I have read all of this long discussion. The main divergence is on the definition of a continent as a geological region or as a historical-cultural region. If you want to use the geological region, then Australia is a continent, but there are not 5-7 continents but 14 major continental crusts and 40 minors (see for example: Zealandia (continent), see also the French Plaque tectonique article as a ref). I am sure nobody wants to cite them all here because everybody associates the concept of a continent with a region, so that all countries in the world can at least be put into one continent-region (like here: List of sovereign states and dependent territories by continent). For those reasons, I will change Australia to Oceania/Australia (I let Australia only by respect for the controversy) as the third opinion advised us to do. Adrien16 (talk) 12:30, 8 March 2013 (UTC)

**Directive**
Write out the comment on defining continents word for word, from start to finish. The items that follow have no connection to the comment on defining continents.

**Recorded information**
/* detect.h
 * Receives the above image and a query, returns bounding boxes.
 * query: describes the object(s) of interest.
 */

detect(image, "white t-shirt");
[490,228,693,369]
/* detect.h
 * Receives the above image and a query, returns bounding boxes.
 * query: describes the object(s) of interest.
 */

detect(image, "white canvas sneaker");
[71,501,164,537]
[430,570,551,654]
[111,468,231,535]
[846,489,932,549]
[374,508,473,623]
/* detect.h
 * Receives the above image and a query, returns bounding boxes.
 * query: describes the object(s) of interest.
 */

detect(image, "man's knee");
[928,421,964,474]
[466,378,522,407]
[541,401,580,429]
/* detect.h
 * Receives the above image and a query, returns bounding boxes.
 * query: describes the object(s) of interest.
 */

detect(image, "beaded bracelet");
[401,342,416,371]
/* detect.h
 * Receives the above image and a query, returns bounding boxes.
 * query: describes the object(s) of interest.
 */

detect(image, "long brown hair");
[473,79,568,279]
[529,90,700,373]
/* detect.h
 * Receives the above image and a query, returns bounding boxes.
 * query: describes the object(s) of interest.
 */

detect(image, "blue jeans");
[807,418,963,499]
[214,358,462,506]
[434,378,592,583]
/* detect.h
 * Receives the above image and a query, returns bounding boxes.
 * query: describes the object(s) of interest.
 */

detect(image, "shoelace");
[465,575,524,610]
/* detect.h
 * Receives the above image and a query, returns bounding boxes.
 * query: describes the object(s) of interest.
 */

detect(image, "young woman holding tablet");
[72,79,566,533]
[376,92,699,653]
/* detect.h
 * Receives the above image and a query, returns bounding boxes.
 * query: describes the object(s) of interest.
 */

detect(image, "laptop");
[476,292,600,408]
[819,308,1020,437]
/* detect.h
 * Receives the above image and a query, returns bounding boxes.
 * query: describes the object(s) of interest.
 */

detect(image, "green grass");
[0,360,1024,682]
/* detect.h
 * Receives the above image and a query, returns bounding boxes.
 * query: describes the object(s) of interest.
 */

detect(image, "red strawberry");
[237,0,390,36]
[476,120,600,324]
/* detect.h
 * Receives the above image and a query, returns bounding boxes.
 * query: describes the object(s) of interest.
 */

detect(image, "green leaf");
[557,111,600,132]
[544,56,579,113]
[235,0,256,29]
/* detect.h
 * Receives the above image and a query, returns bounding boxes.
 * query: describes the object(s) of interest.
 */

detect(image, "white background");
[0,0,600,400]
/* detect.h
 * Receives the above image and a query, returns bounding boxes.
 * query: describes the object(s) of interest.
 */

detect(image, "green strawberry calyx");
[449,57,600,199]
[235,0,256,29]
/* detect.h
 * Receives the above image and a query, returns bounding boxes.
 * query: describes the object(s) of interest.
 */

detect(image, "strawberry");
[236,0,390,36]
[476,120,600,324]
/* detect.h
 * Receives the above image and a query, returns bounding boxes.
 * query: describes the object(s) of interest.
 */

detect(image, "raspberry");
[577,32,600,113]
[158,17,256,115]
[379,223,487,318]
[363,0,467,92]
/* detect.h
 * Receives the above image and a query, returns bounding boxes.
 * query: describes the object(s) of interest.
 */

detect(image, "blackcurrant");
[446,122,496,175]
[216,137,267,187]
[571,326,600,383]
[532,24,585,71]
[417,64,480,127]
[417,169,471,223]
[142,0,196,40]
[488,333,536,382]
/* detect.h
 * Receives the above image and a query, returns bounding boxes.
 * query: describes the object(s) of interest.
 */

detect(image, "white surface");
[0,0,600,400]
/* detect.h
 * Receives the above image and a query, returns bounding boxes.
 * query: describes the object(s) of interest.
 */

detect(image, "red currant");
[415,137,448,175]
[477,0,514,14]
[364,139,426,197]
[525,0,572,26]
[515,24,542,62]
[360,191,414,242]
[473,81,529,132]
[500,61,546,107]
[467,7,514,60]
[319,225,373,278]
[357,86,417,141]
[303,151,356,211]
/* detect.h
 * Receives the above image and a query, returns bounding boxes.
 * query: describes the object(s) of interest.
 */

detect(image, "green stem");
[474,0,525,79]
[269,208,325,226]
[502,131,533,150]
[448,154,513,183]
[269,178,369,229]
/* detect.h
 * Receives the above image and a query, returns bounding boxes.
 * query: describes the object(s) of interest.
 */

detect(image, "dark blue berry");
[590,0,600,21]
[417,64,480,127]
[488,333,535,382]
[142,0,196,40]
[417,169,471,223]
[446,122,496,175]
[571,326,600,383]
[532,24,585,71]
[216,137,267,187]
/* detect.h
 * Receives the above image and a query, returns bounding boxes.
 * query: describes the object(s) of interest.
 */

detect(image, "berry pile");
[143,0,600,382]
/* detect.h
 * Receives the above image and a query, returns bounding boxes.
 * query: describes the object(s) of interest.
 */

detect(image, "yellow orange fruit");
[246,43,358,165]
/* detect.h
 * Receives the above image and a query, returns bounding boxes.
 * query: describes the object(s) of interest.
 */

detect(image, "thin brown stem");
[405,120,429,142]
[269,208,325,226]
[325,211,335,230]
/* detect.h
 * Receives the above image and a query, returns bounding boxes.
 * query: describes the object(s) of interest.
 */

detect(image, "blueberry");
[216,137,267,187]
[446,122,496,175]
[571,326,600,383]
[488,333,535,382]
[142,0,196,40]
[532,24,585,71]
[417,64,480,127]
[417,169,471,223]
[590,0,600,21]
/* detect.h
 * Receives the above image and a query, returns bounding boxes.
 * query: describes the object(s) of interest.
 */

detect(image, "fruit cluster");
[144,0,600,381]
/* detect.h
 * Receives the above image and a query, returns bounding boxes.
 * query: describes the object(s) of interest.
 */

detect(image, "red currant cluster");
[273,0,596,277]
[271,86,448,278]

**Exercise response**
I have read all of this long discussion. The main divergence is on the definition of a continent as a geological region or as a historical-cultural region. If you want to use the geological region, then Australia is a continent, but there are not 5-7 continents but 14 major continental crusts and 40 minors (see for example: Zealandia (continent), see also the French Plaque tectonique article as a ref). I am sure nobody wants to cite them all here because everybody associates the concept of a continent with a region, so that all countries in the world can at least be put into one continent-region (like here: List of sovereign states and dependent territories by continent). For those reasons, I will change Australia to Oceania/Australia (I let Australia only by respect for the controversy) as the third opinion advised us to do. Adrien16 (talk) 12:30, 8 March 2013 (UTC)